### TASK REQUIREMENTS
Give the listing below again in full, exactly as written.

A block of data

>>>>

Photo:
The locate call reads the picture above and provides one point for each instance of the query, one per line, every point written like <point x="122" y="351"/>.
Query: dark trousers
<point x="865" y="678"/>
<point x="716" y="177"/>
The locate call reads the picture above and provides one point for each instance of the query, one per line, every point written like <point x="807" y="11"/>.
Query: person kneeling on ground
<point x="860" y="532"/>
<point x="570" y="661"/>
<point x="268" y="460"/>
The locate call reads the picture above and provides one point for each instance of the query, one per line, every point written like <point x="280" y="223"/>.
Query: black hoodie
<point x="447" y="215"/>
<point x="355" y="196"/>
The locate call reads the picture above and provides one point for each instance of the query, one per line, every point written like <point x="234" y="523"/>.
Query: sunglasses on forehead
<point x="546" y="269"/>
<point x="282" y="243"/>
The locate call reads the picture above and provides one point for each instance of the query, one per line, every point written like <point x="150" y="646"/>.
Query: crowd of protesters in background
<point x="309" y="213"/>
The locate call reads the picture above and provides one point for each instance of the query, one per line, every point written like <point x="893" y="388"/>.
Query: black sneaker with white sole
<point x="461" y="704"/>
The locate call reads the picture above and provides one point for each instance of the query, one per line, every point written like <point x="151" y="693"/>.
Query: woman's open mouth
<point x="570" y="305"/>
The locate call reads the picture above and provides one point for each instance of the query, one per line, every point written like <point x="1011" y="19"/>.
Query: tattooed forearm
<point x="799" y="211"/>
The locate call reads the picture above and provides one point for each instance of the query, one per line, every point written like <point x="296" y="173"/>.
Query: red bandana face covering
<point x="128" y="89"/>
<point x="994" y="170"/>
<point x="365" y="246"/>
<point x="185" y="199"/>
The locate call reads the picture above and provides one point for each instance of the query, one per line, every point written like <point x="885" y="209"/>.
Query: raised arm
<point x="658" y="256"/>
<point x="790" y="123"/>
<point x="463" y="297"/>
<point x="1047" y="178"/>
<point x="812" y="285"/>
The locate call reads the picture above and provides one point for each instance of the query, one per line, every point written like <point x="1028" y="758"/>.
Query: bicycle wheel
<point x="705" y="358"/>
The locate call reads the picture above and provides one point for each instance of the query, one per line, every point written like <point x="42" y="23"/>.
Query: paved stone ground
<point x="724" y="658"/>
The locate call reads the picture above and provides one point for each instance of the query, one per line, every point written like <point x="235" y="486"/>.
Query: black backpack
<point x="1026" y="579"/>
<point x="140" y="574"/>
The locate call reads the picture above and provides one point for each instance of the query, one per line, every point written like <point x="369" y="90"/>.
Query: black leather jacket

<<<<

### THE SOLUTION
Photo:
The locate call reads the picture above and provides one point for each instance of the query, one per line, every point written like <point x="122" y="351"/>.
Query: dark trousers
<point x="865" y="678"/>
<point x="716" y="177"/>
The locate call reads the picture above and provides one point for each instance of the query, one per line, every point written like <point x="807" y="11"/>.
Query: person kneeling on ground
<point x="860" y="532"/>
<point x="570" y="661"/>
<point x="268" y="460"/>
The locate call reads the picture above and provides one point for each instance of the query, one per line, every point written like <point x="280" y="223"/>.
Query: black hoodie
<point x="447" y="215"/>
<point x="355" y="196"/>
The locate call reads the picture above and provides one point for each instance of the query, one per line, every point written like <point x="234" y="523"/>.
Query: sunglasses on forehead
<point x="546" y="269"/>
<point x="282" y="243"/>
The locate call reads the picture above and provides one point for each instance of the query, one per line, every point written like <point x="150" y="646"/>.
Query: crowd of protesters in background
<point x="309" y="213"/>
The locate call reads the picture above and provides one point for each instance of the query, one per line, every point written like <point x="893" y="388"/>.
Query: black sneaker with white sole
<point x="461" y="704"/>
The locate call reads the picture above and provides one point for each instance of the query, one per line, every point written like <point x="151" y="693"/>.
Query: woman's open mouth
<point x="570" y="305"/>
The locate call reads the picture above and provides one point for each instance of the query, one per line, every point written like <point x="1011" y="19"/>.
Query: tattooed forearm
<point x="799" y="211"/>
The locate call reads the picture above and provides one point for each instance of the query, one per line, every point written like <point x="296" y="173"/>.
Query: red bandana face covering
<point x="128" y="89"/>
<point x="994" y="170"/>
<point x="365" y="246"/>
<point x="185" y="199"/>
The locate call reads the picture above and provides one point for each instance of the query, one per line, every point written like <point x="885" y="209"/>.
Query: raised arm
<point x="658" y="256"/>
<point x="790" y="123"/>
<point x="463" y="297"/>
<point x="1047" y="178"/>
<point x="812" y="285"/>
The locate call reads the picture above and provides one point for each instance of the query, one per line, every point written like <point x="1028" y="758"/>.
Query: bicycle wheel
<point x="705" y="358"/>
The locate call reads the picture above and provides one point for each instance of the query, one per line, every point written like <point x="42" y="23"/>.
Query: paved stone ground
<point x="724" y="658"/>
The locate call reads the picture above and provides one point for each instance of the query, one per line, every point written like <point x="235" y="486"/>.
Query: black backpack
<point x="1026" y="579"/>
<point x="140" y="574"/>
The locate call reads the picture above and provides one point for each instance of the query, one per line, every point written like <point x="369" y="90"/>.
Query: black leather jacket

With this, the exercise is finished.